Rewrite the entries below, swapping "flower head" for "blossom" wherever it occurs and leaving every other word unchanged. Omit the pictures from your answer.

○ ○ ○ ○

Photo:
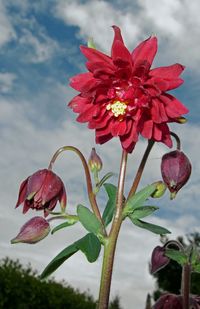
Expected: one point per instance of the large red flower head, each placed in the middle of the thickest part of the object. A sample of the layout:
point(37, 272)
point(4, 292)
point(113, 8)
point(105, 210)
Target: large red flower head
point(122, 96)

○ ○ ○ ○

Correct response ::
Photo:
Expected: one point per instance of the large red blossom, each placed in the middle of the thickest part of the object. A sample of the layout:
point(37, 272)
point(4, 292)
point(113, 8)
point(105, 210)
Target: large red blossom
point(122, 96)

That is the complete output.